══ DOCUMENT SEGMENT ══

README : file explaining the usage of the web indexer
web_index.pl : The Indexer program web_index.conf : A Sample default configuration for the program
Recurse.pm : Module to process files recursively through dirs
images/ : a directory holding graphics needed for the graphics version
web_index2.0.zip or web_index2.0.tar.gz : The full package (Save this link to get the file... there is no ftp available)

How does it get the description?

You tell the program various ways to look for the description in each HTML document. The three current methods require you to add the following HTML code to your HTML page... (preferebly in the area) where [description] is a description of the page (of course).

<WINDEX "[description]">
<META NAME="description" CONTENT="[description]">
<TITLE>[description]</TITLE>
Smart checking: Look for 2, if it isn't found look for 3.
1. = just used for this web indexer (#2 is preferable)
2. = HTML3.0 complient tag which not only this program uses but other search engines/web spiders.
3. = The standard HTML tag

Configuration of the program

There are two ways to run this program, using command line arguments (e.g. web_index.pl -d /usr/home/dion ... ) or via the configuration file (e.g. see web_index.conf).

    COMMAND LINE ARGS:
    -----------------
    h		=	Show the Usage Help
    w		=	Get the description via <WINDEX "description here">
    m		= 	Get the description via 
			<META NAME="description" CONTENT="description here">
    t		=	Get the description via <TITLE>Grab this part</TITLE>
    i		=	If the description = IGNOREINDEX then ignore the file  
    I		=	If a ".ignore_index" file is in a directory ignore
                        all files in the directory and move ot the next
    T           =       Text output ONLY (Not using the graphics)
    c 		=	Read configuration from web_index.conf
    d [dir]	=	Start indexing from [dir]
    u [url]	=	Set the base URL to http://[url]
    C [file] 	=	Read configuration from [file]
    o [file]    =	HTML filename to output too

    EXAMPLE: To setup an index of my web pages (starting at dion) i would
    % web_index.pl -iI -d /usr/home/dion/www -u /dion

    which would produce HTML: /dion/web_index.html

    USING THE CONFIGURATION FILE (Default: web_index.conf)
    ------------------------------------------------------

    If you wish to use the defauly web_index.conf then you would call
    % web_index.pl -c. 
    If you want to specify a different filename then use
    % web_index.pl -C /path/to/file.conf

    The config file... and the different variables you can set

    1. -> ROOT_INDEX_DIRECTORY: /usr/home/dion/www
       Set the directory for the indexer to start looking through to 
       compile it's Site Index
   
    2. -> ROOT_URL: /dion
       Set the base URL for the index (basically the URL which points to
       the ROOT_INDEX_DIRECTORY)

═══

● STATED EXERCISE 1: Copy the web indexer documentation from "You tell the" up to and including "(e.g. see web_index.conf).".

══ MATERIAL SUPPLIED ══

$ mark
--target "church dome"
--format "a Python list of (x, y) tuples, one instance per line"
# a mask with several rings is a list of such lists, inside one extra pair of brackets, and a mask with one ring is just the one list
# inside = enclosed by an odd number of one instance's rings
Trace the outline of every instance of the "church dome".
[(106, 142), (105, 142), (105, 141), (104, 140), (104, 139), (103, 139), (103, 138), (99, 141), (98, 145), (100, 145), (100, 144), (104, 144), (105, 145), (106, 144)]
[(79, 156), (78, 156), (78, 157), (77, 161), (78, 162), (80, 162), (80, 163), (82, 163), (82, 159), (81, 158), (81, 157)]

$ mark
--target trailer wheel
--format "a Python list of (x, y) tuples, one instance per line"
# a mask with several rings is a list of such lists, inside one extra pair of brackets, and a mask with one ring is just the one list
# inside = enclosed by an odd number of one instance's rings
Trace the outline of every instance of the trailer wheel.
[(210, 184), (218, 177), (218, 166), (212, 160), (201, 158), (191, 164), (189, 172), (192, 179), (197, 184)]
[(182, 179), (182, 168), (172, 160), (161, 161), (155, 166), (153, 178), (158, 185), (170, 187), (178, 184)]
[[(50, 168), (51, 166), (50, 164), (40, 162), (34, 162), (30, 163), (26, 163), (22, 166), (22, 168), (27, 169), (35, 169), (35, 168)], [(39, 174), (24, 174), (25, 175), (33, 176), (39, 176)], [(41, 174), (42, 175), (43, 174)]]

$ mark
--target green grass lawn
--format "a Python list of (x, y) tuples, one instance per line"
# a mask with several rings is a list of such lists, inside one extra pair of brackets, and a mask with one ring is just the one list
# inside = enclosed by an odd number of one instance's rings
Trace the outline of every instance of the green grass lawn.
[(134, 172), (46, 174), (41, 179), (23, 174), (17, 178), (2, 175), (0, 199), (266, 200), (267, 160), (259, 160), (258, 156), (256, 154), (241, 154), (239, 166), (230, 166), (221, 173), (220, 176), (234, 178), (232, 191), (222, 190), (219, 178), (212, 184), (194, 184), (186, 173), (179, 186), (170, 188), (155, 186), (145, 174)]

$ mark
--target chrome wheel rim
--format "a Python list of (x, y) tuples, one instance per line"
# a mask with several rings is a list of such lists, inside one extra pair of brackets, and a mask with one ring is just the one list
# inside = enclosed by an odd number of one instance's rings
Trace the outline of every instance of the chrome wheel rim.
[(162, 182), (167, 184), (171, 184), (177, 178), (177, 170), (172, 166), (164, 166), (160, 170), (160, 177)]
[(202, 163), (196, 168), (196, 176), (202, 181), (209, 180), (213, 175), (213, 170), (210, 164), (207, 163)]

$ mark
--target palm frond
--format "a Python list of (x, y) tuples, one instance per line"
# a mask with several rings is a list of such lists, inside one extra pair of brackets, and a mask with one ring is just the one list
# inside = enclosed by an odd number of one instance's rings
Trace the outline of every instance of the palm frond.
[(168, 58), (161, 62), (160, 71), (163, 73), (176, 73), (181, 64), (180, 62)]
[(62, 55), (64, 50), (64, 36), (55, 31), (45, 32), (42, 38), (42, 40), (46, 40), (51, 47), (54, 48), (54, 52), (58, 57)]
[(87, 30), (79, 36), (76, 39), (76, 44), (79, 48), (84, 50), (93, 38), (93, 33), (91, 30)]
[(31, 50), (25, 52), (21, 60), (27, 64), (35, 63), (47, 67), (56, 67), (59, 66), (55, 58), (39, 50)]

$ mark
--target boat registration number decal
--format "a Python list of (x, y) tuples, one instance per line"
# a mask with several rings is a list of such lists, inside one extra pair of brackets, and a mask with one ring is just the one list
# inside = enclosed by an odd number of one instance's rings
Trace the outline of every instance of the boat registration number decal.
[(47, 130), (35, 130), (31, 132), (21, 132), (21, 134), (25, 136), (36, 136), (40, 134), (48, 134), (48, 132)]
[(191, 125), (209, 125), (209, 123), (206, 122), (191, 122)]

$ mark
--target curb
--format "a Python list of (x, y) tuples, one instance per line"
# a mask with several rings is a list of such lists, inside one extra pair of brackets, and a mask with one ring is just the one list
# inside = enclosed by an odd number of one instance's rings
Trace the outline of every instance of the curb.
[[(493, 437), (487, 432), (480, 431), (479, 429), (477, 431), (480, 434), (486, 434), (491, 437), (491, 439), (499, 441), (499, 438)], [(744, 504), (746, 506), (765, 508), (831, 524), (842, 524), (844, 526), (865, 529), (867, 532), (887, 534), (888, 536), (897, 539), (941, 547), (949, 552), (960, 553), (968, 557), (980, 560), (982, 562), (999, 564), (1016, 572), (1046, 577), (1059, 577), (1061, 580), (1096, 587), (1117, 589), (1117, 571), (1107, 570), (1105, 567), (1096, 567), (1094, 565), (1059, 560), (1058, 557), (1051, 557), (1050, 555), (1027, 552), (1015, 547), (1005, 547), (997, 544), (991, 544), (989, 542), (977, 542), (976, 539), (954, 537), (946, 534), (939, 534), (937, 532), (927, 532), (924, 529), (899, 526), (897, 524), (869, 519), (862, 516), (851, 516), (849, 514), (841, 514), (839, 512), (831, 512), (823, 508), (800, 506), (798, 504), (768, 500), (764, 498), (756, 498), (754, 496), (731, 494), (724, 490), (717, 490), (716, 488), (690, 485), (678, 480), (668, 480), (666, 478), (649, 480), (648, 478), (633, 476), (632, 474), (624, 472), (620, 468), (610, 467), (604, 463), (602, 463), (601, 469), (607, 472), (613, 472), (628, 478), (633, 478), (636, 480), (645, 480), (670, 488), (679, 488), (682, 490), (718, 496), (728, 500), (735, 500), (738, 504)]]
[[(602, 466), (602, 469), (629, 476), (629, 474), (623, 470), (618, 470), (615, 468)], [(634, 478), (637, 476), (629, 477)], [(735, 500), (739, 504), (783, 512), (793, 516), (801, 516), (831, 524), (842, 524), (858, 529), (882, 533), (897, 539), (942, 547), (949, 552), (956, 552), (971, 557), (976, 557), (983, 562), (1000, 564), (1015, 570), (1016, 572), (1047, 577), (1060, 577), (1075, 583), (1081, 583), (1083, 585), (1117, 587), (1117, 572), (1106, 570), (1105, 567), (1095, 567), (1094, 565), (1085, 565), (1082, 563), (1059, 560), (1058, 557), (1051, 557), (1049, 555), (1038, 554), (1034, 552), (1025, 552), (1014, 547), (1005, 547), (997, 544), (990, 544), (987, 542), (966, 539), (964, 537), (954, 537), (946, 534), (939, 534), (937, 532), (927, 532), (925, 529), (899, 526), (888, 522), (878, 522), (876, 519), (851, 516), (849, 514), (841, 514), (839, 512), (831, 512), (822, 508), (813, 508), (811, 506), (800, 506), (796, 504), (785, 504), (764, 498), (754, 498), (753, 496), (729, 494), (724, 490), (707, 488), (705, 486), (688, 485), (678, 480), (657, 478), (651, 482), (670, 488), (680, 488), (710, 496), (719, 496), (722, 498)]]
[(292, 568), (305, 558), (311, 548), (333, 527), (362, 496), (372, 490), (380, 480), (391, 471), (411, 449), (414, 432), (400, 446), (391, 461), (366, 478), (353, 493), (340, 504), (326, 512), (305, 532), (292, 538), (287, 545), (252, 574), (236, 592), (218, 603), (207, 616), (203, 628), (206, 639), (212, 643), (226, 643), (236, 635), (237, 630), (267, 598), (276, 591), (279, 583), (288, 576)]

═══

● STATED EXERCISE 2: Turn the listing, from its first line up to and including the line with "158), (81, 157)]", into a Markdown table with the columns Row and Line. Number each row and leave out blank lines.

● COMPLETE RESPONSE 1:
You tell the program various ways to look for the description in each HTML document. The three current methods require you to add the following HTML code to your HTML page... (preferebly in the area) where [description] is a description of the page (of course).

<WINDEX "[description]">
<META NAME="description" CONTENT="[description]">
<TITLE>[description]</TITLE>
Smart checking: Look for 2, if it isn't found look for 3.
1. = just used for this web indexer (#2 is preferable)
2. = HTML3.0 complient tag which not only this program uses but other search engines/web spiders.
3. = The standard HTML tag

Configuration of the program

There are two ways to run this program, using command line arguments (e.g. web_index.pl -d /usr/home/dion ... ) or via the configuration file (e.g. see web_index.conf).

● COMPLETE RESPONSE 2:
| Row | Line |
|---|---|
| 1 | $ mark |
| 2 | --target "church dome" |
| 3 | --format "a Python list of (x, y) tuples, one instance per line" |
| 4 | # a mask with several rings is a list of such lists, inside one extra pair of brackets, and a mask with one ring is just the one list |
| 5 | # inside = enclosed by an odd number of one instance's rings |
| 6 | Trace the outline of every instance of the "church dome". |
| 7 | [(106, 142), (105, 142), (105, 141), (104, 140), (104, 139), (103, 139), (103, 138), (99, 141), (98, 145), (100, 145), (100, 144), (104, 144), (105, 145), (106, 144)] |
| 8 | [(79, 156), (78, 156), (78, 157), (77, 161), (78, 162), (80, 162), (80, 163), (82, 163), (82, 159), (81, 158), (81, 157)] |